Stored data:
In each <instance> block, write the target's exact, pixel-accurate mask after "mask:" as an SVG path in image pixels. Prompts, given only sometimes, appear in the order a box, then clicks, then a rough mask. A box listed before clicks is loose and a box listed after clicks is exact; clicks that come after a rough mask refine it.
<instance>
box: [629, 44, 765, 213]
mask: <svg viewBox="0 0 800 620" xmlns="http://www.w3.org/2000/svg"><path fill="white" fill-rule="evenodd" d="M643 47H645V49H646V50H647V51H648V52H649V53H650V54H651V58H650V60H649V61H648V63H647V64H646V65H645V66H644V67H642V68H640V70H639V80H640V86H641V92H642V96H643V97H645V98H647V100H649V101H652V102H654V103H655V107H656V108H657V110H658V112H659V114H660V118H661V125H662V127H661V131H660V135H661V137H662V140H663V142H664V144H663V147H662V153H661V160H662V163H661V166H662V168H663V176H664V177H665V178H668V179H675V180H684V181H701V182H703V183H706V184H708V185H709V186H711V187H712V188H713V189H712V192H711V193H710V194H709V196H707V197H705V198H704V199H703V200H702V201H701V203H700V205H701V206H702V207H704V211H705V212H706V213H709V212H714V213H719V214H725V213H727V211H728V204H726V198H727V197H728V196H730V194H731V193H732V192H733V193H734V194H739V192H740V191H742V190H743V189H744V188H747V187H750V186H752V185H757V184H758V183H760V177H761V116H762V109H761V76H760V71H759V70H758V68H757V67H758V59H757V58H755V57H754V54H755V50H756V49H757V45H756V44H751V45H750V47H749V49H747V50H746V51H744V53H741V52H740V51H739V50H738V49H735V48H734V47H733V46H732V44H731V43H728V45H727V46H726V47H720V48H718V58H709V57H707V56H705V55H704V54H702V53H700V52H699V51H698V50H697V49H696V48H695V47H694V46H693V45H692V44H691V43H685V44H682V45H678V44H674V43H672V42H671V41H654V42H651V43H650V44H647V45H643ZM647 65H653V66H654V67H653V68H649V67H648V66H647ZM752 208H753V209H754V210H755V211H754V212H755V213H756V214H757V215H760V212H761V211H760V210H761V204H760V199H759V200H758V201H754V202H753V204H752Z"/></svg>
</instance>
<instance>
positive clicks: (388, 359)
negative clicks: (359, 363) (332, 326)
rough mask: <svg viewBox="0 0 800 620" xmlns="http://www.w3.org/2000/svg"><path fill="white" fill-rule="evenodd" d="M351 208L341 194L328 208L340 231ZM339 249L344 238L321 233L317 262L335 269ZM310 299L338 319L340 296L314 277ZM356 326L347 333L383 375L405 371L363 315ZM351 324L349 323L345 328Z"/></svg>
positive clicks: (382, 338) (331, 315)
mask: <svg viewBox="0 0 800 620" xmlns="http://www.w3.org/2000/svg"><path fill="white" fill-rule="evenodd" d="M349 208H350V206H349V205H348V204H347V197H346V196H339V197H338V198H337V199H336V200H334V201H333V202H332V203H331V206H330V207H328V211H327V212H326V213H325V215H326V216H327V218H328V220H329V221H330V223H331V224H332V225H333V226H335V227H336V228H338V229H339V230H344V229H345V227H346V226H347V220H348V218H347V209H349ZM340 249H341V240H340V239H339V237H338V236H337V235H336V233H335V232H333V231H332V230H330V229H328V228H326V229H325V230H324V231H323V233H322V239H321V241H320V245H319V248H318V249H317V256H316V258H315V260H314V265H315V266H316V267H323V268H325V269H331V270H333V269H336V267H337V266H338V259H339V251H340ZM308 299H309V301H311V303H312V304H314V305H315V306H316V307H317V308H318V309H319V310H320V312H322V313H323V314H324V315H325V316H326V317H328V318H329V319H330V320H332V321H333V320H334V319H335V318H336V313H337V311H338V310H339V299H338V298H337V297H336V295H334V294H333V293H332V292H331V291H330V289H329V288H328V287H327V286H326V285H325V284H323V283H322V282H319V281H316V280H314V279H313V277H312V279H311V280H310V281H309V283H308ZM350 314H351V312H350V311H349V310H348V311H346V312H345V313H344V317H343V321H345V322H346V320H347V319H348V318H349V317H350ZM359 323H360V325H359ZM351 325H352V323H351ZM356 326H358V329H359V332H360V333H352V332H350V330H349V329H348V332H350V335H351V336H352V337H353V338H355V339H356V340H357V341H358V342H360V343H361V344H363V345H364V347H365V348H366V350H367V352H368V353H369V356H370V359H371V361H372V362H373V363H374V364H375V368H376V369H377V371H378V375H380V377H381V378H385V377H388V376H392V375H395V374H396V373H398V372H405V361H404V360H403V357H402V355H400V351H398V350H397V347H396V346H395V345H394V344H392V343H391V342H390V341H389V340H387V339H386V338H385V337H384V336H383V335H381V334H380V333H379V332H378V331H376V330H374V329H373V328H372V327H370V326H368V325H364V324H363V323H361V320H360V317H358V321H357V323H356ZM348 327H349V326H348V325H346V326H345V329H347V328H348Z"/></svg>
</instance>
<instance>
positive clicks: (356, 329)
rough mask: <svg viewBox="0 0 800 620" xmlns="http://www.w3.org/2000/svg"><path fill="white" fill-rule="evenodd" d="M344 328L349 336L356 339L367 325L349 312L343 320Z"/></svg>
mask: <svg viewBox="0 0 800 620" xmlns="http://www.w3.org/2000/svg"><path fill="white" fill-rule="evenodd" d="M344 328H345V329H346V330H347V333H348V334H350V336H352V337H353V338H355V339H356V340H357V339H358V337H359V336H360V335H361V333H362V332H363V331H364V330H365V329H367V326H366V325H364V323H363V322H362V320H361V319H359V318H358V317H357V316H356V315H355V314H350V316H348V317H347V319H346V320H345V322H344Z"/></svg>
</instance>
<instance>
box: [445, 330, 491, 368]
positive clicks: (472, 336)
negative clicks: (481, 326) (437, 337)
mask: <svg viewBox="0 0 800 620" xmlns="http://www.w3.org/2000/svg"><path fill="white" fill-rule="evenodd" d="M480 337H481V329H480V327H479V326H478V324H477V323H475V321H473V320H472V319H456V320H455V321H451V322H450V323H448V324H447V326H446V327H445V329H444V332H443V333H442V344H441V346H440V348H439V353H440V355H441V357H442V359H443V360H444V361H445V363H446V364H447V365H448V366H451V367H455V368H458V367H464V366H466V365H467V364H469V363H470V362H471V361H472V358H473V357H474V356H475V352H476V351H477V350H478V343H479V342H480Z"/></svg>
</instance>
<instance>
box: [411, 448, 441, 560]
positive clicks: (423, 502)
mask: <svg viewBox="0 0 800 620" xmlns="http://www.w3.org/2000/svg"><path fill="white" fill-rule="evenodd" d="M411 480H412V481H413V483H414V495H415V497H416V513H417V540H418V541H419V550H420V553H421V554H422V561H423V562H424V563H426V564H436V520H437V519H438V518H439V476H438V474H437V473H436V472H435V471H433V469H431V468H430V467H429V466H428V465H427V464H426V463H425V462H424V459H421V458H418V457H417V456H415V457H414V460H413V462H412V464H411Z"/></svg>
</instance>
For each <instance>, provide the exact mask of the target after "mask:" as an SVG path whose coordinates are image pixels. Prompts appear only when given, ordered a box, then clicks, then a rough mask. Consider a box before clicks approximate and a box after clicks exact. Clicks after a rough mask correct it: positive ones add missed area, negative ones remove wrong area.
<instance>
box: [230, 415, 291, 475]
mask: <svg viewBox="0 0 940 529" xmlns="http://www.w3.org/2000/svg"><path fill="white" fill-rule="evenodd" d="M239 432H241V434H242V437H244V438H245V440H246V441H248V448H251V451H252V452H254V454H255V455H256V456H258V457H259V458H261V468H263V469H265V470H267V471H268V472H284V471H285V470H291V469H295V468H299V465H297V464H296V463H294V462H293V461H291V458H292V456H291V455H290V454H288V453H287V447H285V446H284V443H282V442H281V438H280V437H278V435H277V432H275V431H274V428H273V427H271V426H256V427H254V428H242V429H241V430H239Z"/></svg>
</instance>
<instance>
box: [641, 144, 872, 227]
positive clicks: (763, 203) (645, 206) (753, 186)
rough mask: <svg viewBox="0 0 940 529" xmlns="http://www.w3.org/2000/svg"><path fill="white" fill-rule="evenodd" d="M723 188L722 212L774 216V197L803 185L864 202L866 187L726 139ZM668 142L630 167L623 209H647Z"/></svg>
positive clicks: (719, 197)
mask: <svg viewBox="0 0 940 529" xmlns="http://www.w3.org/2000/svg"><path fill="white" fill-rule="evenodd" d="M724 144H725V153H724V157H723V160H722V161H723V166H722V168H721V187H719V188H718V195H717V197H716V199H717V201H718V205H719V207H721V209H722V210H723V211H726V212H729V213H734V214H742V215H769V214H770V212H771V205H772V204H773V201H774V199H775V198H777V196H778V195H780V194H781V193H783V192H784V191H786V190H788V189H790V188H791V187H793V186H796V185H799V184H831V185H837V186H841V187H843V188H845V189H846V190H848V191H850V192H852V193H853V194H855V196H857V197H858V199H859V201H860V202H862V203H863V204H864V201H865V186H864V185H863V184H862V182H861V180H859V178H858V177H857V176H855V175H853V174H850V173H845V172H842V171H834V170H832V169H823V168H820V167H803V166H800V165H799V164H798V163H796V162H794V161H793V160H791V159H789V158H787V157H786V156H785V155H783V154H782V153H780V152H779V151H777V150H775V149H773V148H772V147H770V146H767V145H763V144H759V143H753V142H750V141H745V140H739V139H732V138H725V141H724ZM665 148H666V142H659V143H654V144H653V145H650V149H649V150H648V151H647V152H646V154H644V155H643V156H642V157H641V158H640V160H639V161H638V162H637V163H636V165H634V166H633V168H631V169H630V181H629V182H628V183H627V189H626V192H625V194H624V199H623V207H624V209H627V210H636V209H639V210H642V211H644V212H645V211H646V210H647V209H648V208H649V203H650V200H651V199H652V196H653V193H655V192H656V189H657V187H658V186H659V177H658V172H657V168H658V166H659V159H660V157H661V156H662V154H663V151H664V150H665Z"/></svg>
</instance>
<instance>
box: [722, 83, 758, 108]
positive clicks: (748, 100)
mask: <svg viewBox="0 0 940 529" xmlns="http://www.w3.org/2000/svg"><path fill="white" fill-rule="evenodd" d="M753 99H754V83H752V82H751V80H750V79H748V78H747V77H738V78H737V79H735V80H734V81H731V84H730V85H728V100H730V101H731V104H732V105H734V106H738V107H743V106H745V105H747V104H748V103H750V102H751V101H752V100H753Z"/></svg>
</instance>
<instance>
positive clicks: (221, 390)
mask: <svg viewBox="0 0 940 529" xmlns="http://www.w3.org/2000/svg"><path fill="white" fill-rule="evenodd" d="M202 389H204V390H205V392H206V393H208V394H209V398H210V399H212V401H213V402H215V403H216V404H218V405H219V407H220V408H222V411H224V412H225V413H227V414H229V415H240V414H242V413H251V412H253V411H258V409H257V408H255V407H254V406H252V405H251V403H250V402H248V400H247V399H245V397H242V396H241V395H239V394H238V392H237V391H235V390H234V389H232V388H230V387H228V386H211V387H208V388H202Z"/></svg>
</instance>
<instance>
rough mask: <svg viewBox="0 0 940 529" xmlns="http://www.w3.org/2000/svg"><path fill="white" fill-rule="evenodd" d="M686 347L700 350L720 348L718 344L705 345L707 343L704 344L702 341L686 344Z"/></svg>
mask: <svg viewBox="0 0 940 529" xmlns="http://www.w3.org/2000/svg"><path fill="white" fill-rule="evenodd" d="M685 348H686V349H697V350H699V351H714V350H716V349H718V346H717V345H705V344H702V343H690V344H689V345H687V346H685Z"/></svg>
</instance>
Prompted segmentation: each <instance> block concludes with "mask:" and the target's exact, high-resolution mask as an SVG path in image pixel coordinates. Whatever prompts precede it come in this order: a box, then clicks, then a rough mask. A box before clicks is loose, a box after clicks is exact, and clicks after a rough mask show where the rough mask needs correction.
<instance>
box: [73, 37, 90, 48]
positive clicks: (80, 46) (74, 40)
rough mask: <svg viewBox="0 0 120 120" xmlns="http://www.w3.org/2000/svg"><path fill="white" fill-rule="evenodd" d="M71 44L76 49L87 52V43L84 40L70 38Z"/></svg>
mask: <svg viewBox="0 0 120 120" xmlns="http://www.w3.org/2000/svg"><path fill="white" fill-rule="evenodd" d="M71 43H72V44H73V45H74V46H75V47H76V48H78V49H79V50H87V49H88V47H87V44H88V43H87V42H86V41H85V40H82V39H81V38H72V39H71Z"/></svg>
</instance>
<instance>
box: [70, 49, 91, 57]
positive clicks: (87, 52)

__TASK BRIEF__.
Copy whichever lines of the records above contain the word "coordinates".

__WRITTEN SOLUTION__.
For each <instance>, provide the exact mask of the target after "mask:" as an SVG path whose coordinates are image pixels. Prompts appear only when given, ordered a box, then clicks, then a rough mask. Consider a box before clicks approximate and a box after clicks exact. Clicks after a rough mask correct it: positive ones add missed area, negative ones remove wrong area.
Prompted segmentation: each <instance> block concludes with "mask:" and the target's exact, high-resolution mask as an SVG path in image pixel coordinates. Whatever prompts precede it come in this order: a box, then clicks, then a rough mask. A box before clicks is loose, a box after clicks is exact, and clicks after a rough mask show where the rough mask needs correction.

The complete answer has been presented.